_EXERCISE DIRECTIONS_
Filter the material below and copy out each line that contains the word "concrete". Treat case as significant.

-------- GIVEN DATA --------

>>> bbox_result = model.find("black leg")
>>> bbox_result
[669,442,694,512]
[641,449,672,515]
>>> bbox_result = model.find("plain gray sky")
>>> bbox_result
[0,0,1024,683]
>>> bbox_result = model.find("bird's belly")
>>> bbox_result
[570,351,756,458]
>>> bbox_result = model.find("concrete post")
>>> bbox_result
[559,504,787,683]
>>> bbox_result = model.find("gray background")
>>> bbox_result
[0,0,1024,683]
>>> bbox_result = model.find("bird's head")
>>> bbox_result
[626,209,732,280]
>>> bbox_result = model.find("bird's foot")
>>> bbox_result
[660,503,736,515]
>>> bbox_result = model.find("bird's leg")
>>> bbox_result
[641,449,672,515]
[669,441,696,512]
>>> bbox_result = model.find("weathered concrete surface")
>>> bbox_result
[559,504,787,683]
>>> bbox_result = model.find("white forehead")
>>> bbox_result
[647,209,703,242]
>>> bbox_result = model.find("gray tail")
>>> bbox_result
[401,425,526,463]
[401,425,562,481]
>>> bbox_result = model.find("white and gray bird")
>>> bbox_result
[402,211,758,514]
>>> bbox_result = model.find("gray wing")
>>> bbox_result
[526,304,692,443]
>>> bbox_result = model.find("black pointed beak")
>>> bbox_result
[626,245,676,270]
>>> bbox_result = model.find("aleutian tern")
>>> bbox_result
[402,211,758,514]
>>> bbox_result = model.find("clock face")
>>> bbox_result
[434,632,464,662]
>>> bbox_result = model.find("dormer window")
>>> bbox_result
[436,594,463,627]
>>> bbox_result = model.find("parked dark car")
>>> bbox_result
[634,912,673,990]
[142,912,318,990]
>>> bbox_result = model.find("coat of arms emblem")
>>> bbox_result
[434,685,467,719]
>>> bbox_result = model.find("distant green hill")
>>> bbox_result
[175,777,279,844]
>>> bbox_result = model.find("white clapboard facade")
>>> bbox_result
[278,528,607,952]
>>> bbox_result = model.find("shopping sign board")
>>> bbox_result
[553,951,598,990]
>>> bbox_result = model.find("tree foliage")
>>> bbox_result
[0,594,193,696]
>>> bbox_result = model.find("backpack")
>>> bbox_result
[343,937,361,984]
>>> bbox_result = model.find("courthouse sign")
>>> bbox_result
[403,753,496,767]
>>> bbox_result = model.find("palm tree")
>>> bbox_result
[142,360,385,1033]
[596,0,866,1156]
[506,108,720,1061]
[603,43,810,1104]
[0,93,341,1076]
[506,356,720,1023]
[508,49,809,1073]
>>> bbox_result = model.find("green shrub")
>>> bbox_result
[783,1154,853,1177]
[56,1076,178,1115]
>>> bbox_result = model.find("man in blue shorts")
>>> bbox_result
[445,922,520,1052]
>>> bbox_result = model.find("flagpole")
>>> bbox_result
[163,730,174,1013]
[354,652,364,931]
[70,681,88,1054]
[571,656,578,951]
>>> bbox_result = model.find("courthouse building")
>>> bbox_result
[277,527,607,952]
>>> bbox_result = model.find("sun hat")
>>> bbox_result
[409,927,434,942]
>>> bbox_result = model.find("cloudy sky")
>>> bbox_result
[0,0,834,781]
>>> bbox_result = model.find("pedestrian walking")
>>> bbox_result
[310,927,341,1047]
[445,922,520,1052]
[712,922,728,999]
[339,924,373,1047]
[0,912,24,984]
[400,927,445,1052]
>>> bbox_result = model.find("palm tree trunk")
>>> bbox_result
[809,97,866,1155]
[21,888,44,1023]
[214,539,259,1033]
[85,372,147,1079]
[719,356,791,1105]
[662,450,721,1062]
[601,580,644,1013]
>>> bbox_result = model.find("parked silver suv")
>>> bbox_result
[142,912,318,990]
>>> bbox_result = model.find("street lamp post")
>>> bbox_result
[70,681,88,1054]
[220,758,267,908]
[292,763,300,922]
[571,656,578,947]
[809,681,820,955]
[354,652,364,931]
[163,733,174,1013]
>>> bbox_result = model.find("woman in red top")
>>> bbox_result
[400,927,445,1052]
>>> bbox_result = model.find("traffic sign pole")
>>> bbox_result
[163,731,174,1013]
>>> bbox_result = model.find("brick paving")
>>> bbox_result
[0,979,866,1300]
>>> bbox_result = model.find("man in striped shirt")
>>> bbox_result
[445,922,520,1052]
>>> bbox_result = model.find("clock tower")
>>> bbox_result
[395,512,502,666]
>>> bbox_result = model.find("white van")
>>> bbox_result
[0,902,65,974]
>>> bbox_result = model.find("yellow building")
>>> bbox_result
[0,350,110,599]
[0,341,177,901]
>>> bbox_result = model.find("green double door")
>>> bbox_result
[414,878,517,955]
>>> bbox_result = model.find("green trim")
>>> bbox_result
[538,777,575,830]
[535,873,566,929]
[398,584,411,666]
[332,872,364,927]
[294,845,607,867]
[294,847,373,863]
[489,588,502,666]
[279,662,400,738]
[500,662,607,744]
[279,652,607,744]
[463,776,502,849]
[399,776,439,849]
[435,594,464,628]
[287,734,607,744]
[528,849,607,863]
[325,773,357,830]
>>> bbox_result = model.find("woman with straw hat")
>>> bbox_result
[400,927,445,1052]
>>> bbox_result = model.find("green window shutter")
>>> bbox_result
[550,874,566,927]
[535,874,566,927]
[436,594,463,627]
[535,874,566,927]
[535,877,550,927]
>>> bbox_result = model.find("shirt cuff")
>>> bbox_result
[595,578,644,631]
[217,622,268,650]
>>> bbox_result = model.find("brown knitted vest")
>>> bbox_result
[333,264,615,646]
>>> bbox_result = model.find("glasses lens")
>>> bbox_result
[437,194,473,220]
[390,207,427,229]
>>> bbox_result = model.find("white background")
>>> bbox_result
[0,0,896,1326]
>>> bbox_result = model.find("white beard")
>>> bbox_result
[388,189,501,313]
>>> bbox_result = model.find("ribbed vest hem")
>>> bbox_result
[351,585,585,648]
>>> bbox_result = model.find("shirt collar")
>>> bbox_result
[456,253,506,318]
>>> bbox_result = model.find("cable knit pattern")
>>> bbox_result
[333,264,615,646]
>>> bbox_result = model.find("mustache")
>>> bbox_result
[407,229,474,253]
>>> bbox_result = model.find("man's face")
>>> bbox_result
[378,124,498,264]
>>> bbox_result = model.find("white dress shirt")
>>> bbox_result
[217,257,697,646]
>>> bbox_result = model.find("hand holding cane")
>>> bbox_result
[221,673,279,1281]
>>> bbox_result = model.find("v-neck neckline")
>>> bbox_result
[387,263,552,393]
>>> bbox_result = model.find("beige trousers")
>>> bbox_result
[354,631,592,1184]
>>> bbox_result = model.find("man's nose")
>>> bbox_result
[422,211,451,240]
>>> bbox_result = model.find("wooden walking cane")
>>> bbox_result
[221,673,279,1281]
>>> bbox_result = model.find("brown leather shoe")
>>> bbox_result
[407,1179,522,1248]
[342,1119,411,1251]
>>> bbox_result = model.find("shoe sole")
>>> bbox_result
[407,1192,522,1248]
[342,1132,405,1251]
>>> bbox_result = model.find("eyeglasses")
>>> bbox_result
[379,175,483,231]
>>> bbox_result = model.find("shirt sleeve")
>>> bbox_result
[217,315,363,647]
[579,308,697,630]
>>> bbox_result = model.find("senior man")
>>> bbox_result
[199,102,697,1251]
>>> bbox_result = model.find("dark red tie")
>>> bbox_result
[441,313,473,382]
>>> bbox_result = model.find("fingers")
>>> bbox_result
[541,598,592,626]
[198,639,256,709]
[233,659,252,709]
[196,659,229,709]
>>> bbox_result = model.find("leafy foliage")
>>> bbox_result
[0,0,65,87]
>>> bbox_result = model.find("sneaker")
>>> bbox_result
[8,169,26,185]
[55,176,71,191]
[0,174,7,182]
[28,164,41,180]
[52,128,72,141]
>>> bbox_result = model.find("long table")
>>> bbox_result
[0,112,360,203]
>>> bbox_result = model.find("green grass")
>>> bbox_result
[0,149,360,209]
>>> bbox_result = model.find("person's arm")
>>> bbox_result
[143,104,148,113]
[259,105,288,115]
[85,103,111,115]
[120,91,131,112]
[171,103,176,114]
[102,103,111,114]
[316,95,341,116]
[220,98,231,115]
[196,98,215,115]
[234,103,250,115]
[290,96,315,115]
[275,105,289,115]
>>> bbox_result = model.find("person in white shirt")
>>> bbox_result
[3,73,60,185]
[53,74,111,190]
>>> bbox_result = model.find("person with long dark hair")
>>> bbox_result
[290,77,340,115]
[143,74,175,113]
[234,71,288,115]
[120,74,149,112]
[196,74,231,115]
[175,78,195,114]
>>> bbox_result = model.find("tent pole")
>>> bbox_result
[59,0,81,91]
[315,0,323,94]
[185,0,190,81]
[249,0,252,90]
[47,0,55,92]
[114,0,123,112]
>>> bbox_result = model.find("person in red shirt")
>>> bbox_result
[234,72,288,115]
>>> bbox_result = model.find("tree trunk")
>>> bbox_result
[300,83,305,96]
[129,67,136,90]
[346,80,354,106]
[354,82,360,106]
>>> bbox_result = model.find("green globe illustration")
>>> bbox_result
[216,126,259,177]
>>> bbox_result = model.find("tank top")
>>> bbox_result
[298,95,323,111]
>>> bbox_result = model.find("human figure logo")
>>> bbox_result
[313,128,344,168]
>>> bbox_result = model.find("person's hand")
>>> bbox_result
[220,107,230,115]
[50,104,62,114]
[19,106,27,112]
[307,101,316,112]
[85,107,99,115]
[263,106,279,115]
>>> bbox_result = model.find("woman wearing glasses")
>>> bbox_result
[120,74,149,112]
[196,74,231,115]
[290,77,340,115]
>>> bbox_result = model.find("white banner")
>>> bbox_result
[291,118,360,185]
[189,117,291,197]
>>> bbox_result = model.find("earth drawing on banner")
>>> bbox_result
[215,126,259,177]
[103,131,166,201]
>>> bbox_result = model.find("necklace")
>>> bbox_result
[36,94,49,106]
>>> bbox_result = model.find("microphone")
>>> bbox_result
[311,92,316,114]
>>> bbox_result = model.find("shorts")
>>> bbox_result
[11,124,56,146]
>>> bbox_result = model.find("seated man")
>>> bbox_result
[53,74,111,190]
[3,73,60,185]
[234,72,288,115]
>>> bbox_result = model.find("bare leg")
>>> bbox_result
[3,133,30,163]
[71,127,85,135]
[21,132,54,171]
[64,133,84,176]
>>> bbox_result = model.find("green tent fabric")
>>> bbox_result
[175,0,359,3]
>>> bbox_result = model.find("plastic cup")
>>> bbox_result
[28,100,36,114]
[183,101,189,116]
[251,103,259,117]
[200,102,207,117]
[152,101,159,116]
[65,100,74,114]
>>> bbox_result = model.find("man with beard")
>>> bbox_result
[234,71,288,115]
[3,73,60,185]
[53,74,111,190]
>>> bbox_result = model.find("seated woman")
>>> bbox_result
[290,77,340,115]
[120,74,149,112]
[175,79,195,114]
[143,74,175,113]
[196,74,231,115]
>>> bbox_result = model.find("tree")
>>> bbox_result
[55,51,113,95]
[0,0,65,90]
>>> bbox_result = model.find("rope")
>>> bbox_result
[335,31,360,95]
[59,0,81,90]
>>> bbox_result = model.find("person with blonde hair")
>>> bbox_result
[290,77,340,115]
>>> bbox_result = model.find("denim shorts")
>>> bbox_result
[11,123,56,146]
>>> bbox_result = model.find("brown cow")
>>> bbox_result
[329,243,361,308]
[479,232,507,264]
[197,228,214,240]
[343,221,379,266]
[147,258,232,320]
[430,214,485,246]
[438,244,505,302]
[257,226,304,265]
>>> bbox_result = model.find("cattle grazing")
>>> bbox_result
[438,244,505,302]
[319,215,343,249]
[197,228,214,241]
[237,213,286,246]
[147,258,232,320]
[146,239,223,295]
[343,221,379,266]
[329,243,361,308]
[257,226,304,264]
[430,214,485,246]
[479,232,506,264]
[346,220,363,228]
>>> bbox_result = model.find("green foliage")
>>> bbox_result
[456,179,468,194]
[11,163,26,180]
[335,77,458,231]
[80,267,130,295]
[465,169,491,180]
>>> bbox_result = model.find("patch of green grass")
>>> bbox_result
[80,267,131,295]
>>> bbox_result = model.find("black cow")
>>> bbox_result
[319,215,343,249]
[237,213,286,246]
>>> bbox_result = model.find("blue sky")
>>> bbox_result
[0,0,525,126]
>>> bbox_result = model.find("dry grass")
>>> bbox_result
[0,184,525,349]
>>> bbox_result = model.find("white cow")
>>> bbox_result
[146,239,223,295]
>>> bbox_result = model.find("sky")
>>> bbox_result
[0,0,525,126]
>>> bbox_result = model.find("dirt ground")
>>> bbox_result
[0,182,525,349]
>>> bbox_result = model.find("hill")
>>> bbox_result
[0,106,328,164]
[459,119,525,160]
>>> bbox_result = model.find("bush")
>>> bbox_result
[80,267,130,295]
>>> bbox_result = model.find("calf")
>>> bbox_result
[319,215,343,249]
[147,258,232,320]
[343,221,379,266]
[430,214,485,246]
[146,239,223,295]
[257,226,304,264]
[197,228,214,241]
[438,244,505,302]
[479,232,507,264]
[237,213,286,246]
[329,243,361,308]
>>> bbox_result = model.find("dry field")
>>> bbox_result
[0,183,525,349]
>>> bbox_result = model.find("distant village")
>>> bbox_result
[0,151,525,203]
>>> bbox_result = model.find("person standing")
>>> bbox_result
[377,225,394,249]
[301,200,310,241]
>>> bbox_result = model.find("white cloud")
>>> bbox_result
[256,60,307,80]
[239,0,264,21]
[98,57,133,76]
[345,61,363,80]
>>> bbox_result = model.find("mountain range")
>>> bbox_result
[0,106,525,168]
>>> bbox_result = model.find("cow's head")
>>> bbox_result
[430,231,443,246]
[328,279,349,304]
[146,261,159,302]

--------

_SOLUTION FOR THIS PROBLEM_
>>> bbox_result = model.find("concrete post")
>>> bbox_result = model.find("weathered concrete surface")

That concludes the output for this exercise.